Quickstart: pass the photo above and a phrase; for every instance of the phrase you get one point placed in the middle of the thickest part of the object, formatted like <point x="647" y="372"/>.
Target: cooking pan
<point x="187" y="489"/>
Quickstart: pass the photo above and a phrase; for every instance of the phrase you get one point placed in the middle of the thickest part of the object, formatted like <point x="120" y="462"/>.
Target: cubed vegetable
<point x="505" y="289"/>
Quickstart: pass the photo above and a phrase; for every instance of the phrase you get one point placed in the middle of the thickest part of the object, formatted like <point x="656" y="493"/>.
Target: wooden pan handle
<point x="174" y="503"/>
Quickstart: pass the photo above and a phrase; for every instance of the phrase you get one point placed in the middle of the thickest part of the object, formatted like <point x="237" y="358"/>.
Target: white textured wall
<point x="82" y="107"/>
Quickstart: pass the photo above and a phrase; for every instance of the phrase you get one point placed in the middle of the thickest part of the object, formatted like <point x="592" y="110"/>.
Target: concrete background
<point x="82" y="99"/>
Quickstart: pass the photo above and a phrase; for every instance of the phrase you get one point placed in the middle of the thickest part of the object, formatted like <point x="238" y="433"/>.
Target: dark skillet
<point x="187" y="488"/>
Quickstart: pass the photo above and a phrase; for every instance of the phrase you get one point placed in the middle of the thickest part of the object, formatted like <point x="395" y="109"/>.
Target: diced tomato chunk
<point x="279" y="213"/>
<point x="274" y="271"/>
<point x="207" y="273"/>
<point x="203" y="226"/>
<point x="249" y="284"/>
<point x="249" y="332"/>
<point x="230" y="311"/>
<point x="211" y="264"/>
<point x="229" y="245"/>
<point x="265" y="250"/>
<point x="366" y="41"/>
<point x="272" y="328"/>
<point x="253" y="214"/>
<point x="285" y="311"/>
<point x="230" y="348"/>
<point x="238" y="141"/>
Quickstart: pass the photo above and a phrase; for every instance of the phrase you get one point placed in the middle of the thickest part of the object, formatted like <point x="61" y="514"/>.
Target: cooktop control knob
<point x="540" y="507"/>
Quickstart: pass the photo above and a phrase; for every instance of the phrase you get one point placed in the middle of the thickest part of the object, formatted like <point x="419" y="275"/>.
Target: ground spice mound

■ **Task brief**
All of the entries above should be written out again exactly.

■ **Response**
Quickstart: pass the photo above and a phrase; for every instance of the phrase you get one point placed in the middle of the thickest part of the object, formatted like <point x="647" y="372"/>.
Target: cooking pan
<point x="187" y="489"/>
Quickstart: pass the photo above and a phrase; for every instance of the phrase you get one point placed in the middle of the thickest part of the object, formatted like <point x="120" y="462"/>.
Target: cubed vegetable
<point x="505" y="289"/>
Quickstart: pass the photo above and a phrase; for every instance of the phrase you get one point placed in the middle of the thickest part of the object, formatted like <point x="656" y="493"/>.
Target: wooden pan handle
<point x="174" y="503"/>
Quickstart: pass the photo above and a phrase; for every instance of the phrase you get one point placed in the middle of the thickest part of the object, formatted like <point x="237" y="358"/>.
Target: white textured wall
<point x="82" y="107"/>
Quickstart: pass the photo above and a phrase; for every instance of the phrase you get one point placed in the middle of the thickest part of the object, formatted like <point x="592" y="110"/>.
Target: concrete background
<point x="82" y="99"/>
Quickstart: pass the photo above and a phrase; for every instance of the phrase you get one point placed in the middle of the thickest part of the object, formatted like <point x="238" y="433"/>.
Target: dark skillet
<point x="187" y="488"/>
Quickstart: pass the photo above and a phrase; for every instance of the phrase you get one point placed in the middle of the thickest part of the object, formatted like <point x="395" y="109"/>.
Target: diced tomato chunk
<point x="279" y="213"/>
<point x="274" y="271"/>
<point x="207" y="273"/>
<point x="203" y="226"/>
<point x="249" y="284"/>
<point x="249" y="332"/>
<point x="230" y="311"/>
<point x="211" y="264"/>
<point x="229" y="245"/>
<point x="265" y="250"/>
<point x="366" y="41"/>
<point x="272" y="328"/>
<point x="253" y="214"/>
<point x="285" y="311"/>
<point x="230" y="348"/>
<point x="238" y="141"/>
Quickstart: pass the photo above and a phrase; for every instance of the phrase you get one point placed in the middle of the thickest part of the object, formatted like <point x="61" y="514"/>.
Target: cooktop control knob
<point x="540" y="507"/>
Quickstart: pass the photo above and a phrase; for every instance of the phrase you get one point placed in the middle of the thickest part of the object, formatted like <point x="419" y="275"/>.
Target: ground spice mound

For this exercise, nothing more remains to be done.